_Problem details_
Return every line of the data below unchanged, in the same order.

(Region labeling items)
## Start

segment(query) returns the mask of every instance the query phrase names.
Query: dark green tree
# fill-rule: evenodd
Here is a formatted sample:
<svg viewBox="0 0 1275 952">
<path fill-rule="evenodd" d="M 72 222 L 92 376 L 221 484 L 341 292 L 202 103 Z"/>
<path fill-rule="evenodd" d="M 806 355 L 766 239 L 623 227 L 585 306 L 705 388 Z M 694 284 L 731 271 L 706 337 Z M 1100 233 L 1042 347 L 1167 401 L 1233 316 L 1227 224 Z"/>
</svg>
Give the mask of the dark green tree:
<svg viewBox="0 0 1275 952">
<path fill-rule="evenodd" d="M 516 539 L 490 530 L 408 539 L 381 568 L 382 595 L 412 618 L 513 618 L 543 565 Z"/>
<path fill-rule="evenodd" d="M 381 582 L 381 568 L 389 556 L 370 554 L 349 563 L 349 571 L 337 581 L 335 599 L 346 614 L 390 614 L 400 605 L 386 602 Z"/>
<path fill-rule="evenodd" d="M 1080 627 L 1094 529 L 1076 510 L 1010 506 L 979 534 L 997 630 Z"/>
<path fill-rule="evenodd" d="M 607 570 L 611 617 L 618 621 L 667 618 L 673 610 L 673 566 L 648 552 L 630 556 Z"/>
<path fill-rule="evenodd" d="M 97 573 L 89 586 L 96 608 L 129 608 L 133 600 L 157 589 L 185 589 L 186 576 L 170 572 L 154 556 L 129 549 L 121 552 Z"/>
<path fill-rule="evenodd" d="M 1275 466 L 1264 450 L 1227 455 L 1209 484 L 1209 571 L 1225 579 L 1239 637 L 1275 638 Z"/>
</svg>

## End

_Answer to the task_
segment(query) returns the mask of every instance the query phrase names.
Query: dark green tree
# fill-rule: evenodd
Here is a formatted sample:
<svg viewBox="0 0 1275 952">
<path fill-rule="evenodd" d="M 72 222 L 92 376 L 221 484 L 341 292 L 202 103 Z"/>
<path fill-rule="evenodd" d="M 806 355 L 766 239 L 623 227 L 585 306 L 705 388 Z M 694 284 L 731 271 L 706 337 Z M 1100 233 L 1042 347 L 1167 401 L 1233 316 L 1227 224 Z"/>
</svg>
Give the mask of the dark green tree:
<svg viewBox="0 0 1275 952">
<path fill-rule="evenodd" d="M 516 539 L 490 530 L 408 539 L 381 568 L 382 595 L 412 618 L 513 618 L 543 565 Z"/>
<path fill-rule="evenodd" d="M 381 582 L 381 568 L 389 556 L 370 554 L 349 563 L 349 571 L 337 581 L 335 599 L 346 614 L 390 614 L 400 605 L 386 602 Z"/>
<path fill-rule="evenodd" d="M 1080 627 L 1094 529 L 1076 510 L 1010 506 L 979 534 L 997 630 Z"/>
<path fill-rule="evenodd" d="M 607 570 L 611 617 L 618 621 L 667 618 L 673 610 L 673 566 L 648 552 L 630 556 Z"/>
<path fill-rule="evenodd" d="M 97 573 L 89 586 L 96 608 L 129 608 L 133 600 L 157 589 L 185 589 L 186 576 L 170 572 L 154 556 L 129 549 L 121 552 Z"/>
<path fill-rule="evenodd" d="M 1275 466 L 1264 450 L 1227 455 L 1209 484 L 1209 571 L 1225 579 L 1239 637 L 1275 638 Z"/>
</svg>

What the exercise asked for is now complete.